__Your task__.
Can you lay out the rows as a numbered list, from the very start of the rows up to and including the line with "left=0, top=0, right=103, bottom=145", skipping any blank lines?

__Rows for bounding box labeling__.
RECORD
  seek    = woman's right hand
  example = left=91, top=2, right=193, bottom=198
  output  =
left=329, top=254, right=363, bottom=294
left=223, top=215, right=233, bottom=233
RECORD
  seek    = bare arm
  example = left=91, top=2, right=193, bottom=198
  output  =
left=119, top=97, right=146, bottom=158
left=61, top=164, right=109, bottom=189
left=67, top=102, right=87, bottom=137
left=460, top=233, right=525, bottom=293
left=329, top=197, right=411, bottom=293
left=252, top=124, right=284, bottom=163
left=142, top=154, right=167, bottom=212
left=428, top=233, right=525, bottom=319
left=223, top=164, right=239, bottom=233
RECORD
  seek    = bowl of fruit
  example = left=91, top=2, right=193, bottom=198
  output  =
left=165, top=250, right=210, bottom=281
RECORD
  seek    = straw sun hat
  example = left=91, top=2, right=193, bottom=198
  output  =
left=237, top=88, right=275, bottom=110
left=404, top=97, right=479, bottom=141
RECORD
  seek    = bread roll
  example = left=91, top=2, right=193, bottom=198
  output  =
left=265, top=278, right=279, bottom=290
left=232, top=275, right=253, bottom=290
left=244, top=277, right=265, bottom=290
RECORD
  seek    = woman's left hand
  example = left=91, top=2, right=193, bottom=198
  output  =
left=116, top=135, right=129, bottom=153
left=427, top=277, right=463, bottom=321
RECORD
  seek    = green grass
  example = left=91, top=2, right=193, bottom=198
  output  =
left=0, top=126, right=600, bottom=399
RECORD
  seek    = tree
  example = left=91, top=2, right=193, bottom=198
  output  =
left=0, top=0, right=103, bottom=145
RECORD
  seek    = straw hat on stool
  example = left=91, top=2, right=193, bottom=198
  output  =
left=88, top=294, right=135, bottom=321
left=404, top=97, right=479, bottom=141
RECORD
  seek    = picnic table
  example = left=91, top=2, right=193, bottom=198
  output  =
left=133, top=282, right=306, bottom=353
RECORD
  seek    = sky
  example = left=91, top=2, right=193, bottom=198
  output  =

__Output of the task__.
1. RECORD
2.   seek    = woman's right hand
3.   example = left=91, top=2, right=193, bottom=198
4.   output  =
5. left=329, top=254, right=363, bottom=294
6. left=223, top=215, right=233, bottom=233
7. RECORD
8.   seek    = bare arm
9.   example = left=91, top=2, right=193, bottom=198
10.   output  =
11. left=119, top=97, right=146, bottom=158
12. left=61, top=164, right=109, bottom=189
13. left=67, top=102, right=87, bottom=137
14. left=460, top=233, right=525, bottom=293
15. left=329, top=197, right=411, bottom=293
16. left=252, top=124, right=284, bottom=163
17. left=142, top=154, right=167, bottom=212
18. left=428, top=233, right=525, bottom=319
19. left=223, top=164, right=239, bottom=233
20. RECORD
21.   seek    = bowl of fruit
22.   example = left=91, top=2, right=193, bottom=198
23.   output  =
24. left=165, top=250, right=210, bottom=281
25. RECORD
26.   seek    = straw sun hat
27.   example = left=91, top=2, right=193, bottom=198
28.   output  =
29. left=237, top=88, right=275, bottom=110
30. left=404, top=97, right=479, bottom=141
31. RECORD
32.   seek    = bread roll
33.   example = left=91, top=2, right=193, bottom=198
34.   output  =
35. left=265, top=278, right=279, bottom=290
36. left=232, top=275, right=253, bottom=290
37. left=244, top=277, right=265, bottom=290
38. RECORD
39.   seek    = woman's left hand
40.   example = left=91, top=2, right=193, bottom=198
41.   output  =
42. left=116, top=135, right=129, bottom=153
43. left=427, top=277, right=463, bottom=321
44. RECORD
45.   seek    = green grass
46.   example = left=91, top=2, right=193, bottom=198
47.   output  =
48. left=0, top=126, right=600, bottom=399
49. RECORD
50.   seek    = tree
51.   example = left=91, top=2, right=193, bottom=198
52.   output  =
53. left=0, top=0, right=103, bottom=145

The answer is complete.